* **TASK GOAL**
Could you repeat the records below exactly, leaving out any pictures?

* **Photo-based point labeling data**
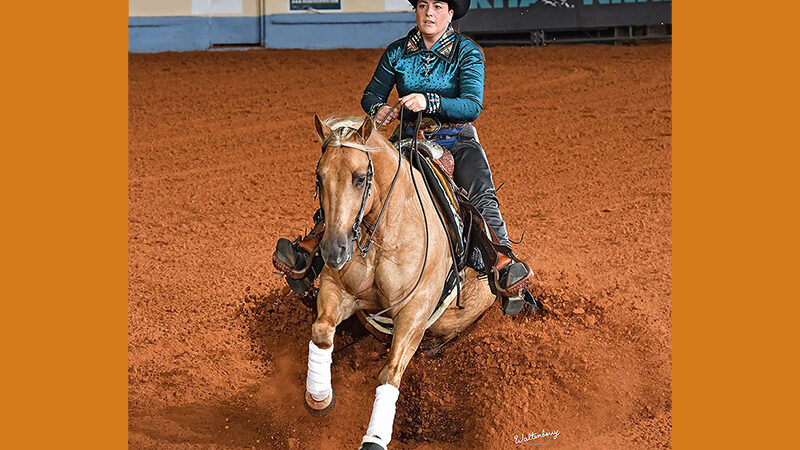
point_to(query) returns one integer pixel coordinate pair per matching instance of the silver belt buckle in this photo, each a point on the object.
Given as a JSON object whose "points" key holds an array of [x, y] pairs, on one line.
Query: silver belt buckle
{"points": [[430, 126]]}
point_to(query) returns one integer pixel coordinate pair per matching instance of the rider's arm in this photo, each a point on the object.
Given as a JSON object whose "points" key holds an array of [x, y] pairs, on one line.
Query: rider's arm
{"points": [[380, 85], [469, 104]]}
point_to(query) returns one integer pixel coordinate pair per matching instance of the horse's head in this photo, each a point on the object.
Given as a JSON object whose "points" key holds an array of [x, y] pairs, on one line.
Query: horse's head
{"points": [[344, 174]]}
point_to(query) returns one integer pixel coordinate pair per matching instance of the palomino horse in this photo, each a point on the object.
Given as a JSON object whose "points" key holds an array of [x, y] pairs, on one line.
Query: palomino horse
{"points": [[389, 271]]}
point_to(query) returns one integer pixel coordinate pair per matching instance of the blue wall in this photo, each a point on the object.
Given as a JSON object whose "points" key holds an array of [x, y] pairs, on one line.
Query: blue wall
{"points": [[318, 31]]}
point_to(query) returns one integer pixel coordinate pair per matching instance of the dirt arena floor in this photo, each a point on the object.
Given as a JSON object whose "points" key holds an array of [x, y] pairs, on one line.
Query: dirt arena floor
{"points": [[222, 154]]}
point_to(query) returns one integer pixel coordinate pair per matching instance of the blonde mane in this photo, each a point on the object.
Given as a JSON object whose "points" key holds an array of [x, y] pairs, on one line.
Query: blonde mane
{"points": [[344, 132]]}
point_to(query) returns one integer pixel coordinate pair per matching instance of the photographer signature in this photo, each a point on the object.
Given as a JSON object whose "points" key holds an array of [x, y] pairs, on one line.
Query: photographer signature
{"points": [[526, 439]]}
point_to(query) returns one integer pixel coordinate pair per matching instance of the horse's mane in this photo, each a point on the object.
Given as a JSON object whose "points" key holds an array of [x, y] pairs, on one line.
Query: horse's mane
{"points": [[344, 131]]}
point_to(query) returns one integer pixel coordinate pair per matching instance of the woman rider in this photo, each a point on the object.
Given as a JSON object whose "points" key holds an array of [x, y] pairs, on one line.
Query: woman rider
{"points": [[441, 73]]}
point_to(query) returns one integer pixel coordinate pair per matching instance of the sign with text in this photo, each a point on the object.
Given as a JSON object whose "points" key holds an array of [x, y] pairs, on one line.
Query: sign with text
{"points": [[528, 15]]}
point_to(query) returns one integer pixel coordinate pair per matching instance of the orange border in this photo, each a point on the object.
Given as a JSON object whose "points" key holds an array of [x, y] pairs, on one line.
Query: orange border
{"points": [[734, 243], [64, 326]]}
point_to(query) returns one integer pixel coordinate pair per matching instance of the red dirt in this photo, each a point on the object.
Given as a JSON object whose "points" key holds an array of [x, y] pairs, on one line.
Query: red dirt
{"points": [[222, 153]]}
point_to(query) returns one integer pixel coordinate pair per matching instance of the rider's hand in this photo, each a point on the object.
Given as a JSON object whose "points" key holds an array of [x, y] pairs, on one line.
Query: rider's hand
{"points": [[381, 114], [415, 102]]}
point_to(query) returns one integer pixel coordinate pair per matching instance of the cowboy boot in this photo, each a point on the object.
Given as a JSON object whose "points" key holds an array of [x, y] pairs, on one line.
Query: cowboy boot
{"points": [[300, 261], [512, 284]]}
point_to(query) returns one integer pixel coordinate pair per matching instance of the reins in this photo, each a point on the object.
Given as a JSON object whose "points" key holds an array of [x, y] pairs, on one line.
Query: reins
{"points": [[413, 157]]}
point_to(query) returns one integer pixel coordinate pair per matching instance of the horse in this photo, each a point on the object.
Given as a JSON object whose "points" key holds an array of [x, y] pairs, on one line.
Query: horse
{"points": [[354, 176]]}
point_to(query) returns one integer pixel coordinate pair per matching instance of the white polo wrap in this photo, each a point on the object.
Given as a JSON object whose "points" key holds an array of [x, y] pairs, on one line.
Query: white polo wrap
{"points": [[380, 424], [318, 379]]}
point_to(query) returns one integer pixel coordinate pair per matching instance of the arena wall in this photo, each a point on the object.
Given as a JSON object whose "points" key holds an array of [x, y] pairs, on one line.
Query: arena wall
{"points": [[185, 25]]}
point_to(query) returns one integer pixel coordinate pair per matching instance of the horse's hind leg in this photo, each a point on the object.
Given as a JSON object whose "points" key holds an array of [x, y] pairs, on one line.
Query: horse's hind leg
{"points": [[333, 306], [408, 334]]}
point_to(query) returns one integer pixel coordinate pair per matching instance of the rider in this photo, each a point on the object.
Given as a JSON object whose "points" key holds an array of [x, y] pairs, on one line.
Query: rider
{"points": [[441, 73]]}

* **EXPECTED OUTPUT**
point_to(query) returns one integer pixel coordinate pair per matching instance of the silver belt buckle in this photo, each a point on the object.
Given as a JSON object whose "points" key holds an array of [x, y] pairs, on one line.
Query: silver belt buckle
{"points": [[430, 126]]}
point_to(query) returns one integer pixel coordinate pair per matching instance of the rider's arm in this photo, each a point on the object.
Given as a JSON object whose "points" key holds an array of [x, y] pairs, on one line.
Query: rider's arm
{"points": [[380, 85], [469, 104]]}
point_to(query) returns one integer pixel coordinate pair per matching instance of the horse's head in this photo, each a point on the object.
Given as a JSON object whose "points" key holds an array of [x, y] pairs, on one line.
Query: horse's head
{"points": [[344, 174]]}
point_to(query) returns one integer pixel coordinate pair per matching instance of the palomino horse in this photo, each a point on the object.
Given as a JSON object whose "points" key holds an array of [x, y] pairs, on one line.
Query: palomino horse
{"points": [[389, 271]]}
point_to(query) returns one integer pixel coordinate pair per matching instance of the blue wall in this photo, each a point on the object.
Given as a JSON object whose "points" key holds an array of [x, y] pairs, on one line.
Query: blue wall
{"points": [[318, 31]]}
point_to(query) returns one integer pixel coordinate pair per matching instance of the dirt arena floor in this photo, each a point on the object.
Given as a JSON object whose "points" key holds an array of [x, y] pairs, on one line.
Query: dirt arena floor
{"points": [[222, 154]]}
point_to(query) returns one integer pixel coordinate pair per matching instance of the blonde mane in this photo, each a point on the object.
Given as a JSON object whose "points" key holds an array of [x, y] pairs, on one line.
Query: blonde mane
{"points": [[344, 132]]}
point_to(query) returns one integer pixel coordinate pair per matching instance of the photographer signature in this photo, each a point on the object.
Given as a JSON object whose "points" key holds an array of [x, y] pairs, on one line.
Query: photographer signature
{"points": [[526, 439]]}
point_to(query) returns one integer pixel coordinate pair per matching instance of the horse's mane in this photo, each a point on the object.
Given as a JSON object whose "points" key holds an array of [x, y] pairs, on one line.
Query: horse's mane
{"points": [[344, 131]]}
point_to(query) returns one integer pixel coordinate pair per matching instance of the woman rider in this photo, each a point on the object.
Given as a JSON object whose "points" key holds an array of [x, y] pairs, on one line.
Query: woman rider
{"points": [[441, 73]]}
point_to(query) returns one integer pixel coordinate pair per matching instance of the sign with text in this photo, each a point on the object.
Given as a JSON object whose "points" key holds an array of [x, y] pairs, on one line.
Query: sign with text
{"points": [[528, 15]]}
point_to(query) returns one integer pixel coordinate pair per matching instance of the orange border in this photo, each a point on the object.
Given as a JSON object whose "points" key holds an array of [x, y] pairs, on one line.
Query: orange border
{"points": [[734, 243], [64, 326]]}
point_to(query) returns one integer pixel coordinate pair per matching instance of the red dirt in this photo, each a point on the object.
Given as a JSON object whose "points" key holds an array of [x, y] pairs, on one line.
Query: red dirt
{"points": [[222, 153]]}
point_to(query) returns one integer pixel coordinate pair per matching instance of the rider's hand in this photo, each a point on the object.
Given as a JSON object whose "points" key holds an array of [x, y] pairs, on one line.
Query: rider's hand
{"points": [[381, 114], [415, 102]]}
point_to(query) returns one integer pixel coordinate pair per matching instance of the cowboy boot in this photo, each a point on the object.
Given as a JSON object whose "points" key holds an array of [x, y] pairs, on one line.
Query: cowboy boot
{"points": [[300, 261], [512, 284]]}
point_to(query) returns one integer pixel coordinate pair per matching instance of the reins in this photo, each a point on the object.
Given as a JSON object whose "points" key holds an array of [x, y] pairs, on one line.
Query: reins
{"points": [[413, 157]]}
point_to(query) returns one integer pixel coordinate pair per matching instance of the horse in this photo, each a point on the object.
Given as a JSON object whose "points" key holds an array of [x, y] pairs, on one line.
Query: horse
{"points": [[354, 176]]}
point_to(query) returns one integer pixel coordinate pair per matching instance of the white polo wrap in this photo, each a point on the object.
Given as a JSON object whose "points" key holds an array of [x, y] pairs, on one line.
Query: white polo wrap
{"points": [[380, 424], [318, 379]]}
point_to(query) returns one integer pixel coordinate pair per matching instance of the arena wall in this photo, each a point on the object.
Given as a JSON object whose "points" key holds an array of [x, y] pairs, on one line.
Query: arena wall
{"points": [[185, 25]]}
point_to(query) returns one integer pixel coordinate pair per matching instance of the horse's hind leg in this photo, each a point on the object.
Given as a JSON object whose "points" key holds an array of [x, y] pairs, on one line.
Query: horse's hind leg
{"points": [[333, 306], [408, 334]]}
point_to(query) returns one integer pixel coordinate pair per matching instance of the rider in this photo, each a point on the object.
Given as a JSON object whose "points" key holds an array of [x, y] pairs, on one line.
Query: rider
{"points": [[441, 73]]}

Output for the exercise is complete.